**SELECTED PASSAGE:**

[Begin]

# spine selection for fingers



## kwhit (Jan 8, 2010)

*Easton's chart*

My past use has always been that they recomend a "STIFF" arrow shaft.. I have had to DROP BACK one size a number of times over the years..recurve & compound...longbow was ''spot on'' with chart :confused3: I would say go with what you have seen with own shooting and shoot the 500's ! I'm shooting Gt's 55/75's @ 58#..Gt's chart says 75/95 for my way of ''SHOOTIN' "
:teeth:


----------



## rambofirstblood (Jan 11, 2010)

Use what works for you and your set-up. I always end up with a weaker spine than recommended.


----------



## Harperman (Sep 3, 2006)

I dont want to give anyone bad advice, but I've found the Easton charts to be way off for Me.....The Easton chart seems to be almost 10# too stiff for ME....I got .500 spine arrows (with 4" vanes, and 100 grain points w/ glue in inserts) to paper tune a bullet hole, and shoot bare shaft well, cut at 27" B.O.P., and 28" draw, out of a hard cammed 62# bow....This was a PSE X-Force....I find that a too-stiff arrow seems more forgiving, but getting them to tune correctly and easily, without shooting the bow too far into Centershot is a pain in the rear...I "Think" that at Your draw length, and bow poundage , that a .500 spine arrow will suit You well.....Hope this helps.......Jim


----------



## dragonheart (Jul 18, 2008)

[End]

**STATED PROBLEM A:** Which usernames appear as post headings in the arrow spine thread?
**STATED PROBLEM B:** Write the next part of the arrow spine thread, picking up right after its last line.

**DATA PROVIDED:**
[Begin]

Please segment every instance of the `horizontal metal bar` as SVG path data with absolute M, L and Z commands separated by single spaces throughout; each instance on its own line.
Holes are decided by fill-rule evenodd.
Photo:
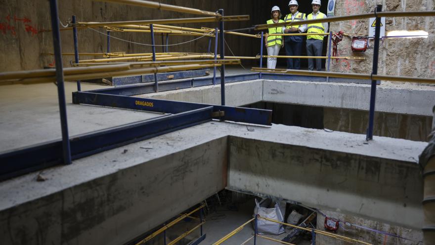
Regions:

[End]

**TASK RESPONSE A:** kwhit, rambofirstblood, Harperman, dragonheart

**TASK RESPONSE B:**
*Easton Chart*

In looking at the chart, if you do not have at least an inch in front of the furthest most portion of the arrow rest, you make the arrow very stiff. many people cut their arrow right at the arrow rest, this creates a very stiff arrow.


----------



## Harperman (Sep 3, 2006)

dragonheart said:


> In looking at the chart, if you do not have at least an inch in front of the furthest most portion of the arrow rest, you make the arrow very stiff. many people cut their arrow right at the arrow rest, this creates a very stiff arrow.


..I agree, it seems that since I'm so hard-headed, it took me a while to figure this one out!...L.O.L....Arrows are also more forgiving if they arent cut to the rest....Even still, though, an extra inch doesnt seem to make much difference for Me for changing spine....Easton says to add 5 pounds for Fingers release, but I'm not convinced that adding weight for Fingers is needed, because the Easton charts are on the stiff side anyway....Jim


----------



## mick uk (Sep 9, 2006)

*Thanks for the info*

Thanks for the info chaps. Ordered my 500's today.
out of interest is there another spine chart out there that i can compare with the easton chart. I have never had the problem of weak shafts from Easton chart.Looks to me they are airing on the side of safety over speed..
Thanks Mick


----------



## rambofirstblood (Jan 11, 2010)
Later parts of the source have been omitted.